* _WHAT YOU HAVE TO DO_:
Duplicate the part of the aquaculture text that opens with the words containing "Why is aquaculture" and closes with "genetic modification (GM).".

* _PROVIDED TEXT_:
- - - - - - -

Why Aquaculture is Important

Why is aquaculture important? Before we tackle the main question, we must first know what aquaculture is. Aquaculture is the breeding of fish as well as the genetic modification of fish, to tackle the question of food. Thee community is unwelcoming of fish farms, because of the waste it produces. However, we need fish farming to meet the heavy demands of food and nutrition values needed per human being, which seafood best provides. Aquaculture is not only limited to fish farming, but also genetic modification (GM). 

With the world’s population constantly increasing, and the agriculture industry’s future dwindling, we must discover another source of food, or advance it so it will cover the continuously increasing population. However, our sources are limited. GM crops are unwanted by majority of the international community due to their extremely negative side effects that range from pollution to messing up the ecology of organisms such as pests. On the other hand, domesticated animals such as pigs and cows are a limited resource due to the fact that there is only a limited amount of land, which we can grow cows and pigs. The last standing food source is fish. Fish, as indicated in the article is full of nutrition, and not as demanding of resources for growing them. Fish farms require less land to create, as it can be created over existing water, and the only question is how it is created. The current method yields too much waste, which damages the environment. However, there have been suggested methods, which can not only increase production, but also increase production, by using other species of sea creatures to do the filtering for the targeted fish. This method replaces the technological water filterer and can be used to harvest ‘bottom-feeders’ (which are creatures such as shrimp and mussel).

The points stated above just concludes that aquaculture will become big, and it will revolutionize our ‘agriculture’ industry due to the fact we can produce food from the thing that covers nearly 90% of the Earth’s surface; water.

- - - - - - -

* _EXTRACTED INFORMATION_:

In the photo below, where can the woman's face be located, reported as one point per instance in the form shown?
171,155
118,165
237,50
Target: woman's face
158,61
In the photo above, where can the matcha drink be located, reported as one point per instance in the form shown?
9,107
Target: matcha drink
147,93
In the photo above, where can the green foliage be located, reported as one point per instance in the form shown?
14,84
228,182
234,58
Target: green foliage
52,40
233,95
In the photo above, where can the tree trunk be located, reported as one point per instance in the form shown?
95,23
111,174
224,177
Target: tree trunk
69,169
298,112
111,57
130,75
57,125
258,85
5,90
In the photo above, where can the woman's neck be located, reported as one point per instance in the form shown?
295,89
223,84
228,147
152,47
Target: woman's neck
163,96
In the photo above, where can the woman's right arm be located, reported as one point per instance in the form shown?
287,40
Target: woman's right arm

- - - - - - -

* _TASK OUTPUT_:
Why is aquaculture important? Before we tackle the main question, we must first know what aquaculture is. Aquaculture is the breeding of fish as well as the genetic modification of fish, to tackle the question of food. Thee community is unwelcoming of fish farms, because of the waste it produces. However, we need fish farming to meet the heavy demands of food and nutrition values needed per human being, which seafood best provides. Aquaculture is not only limited to fish farming, but also genetic modification (GM).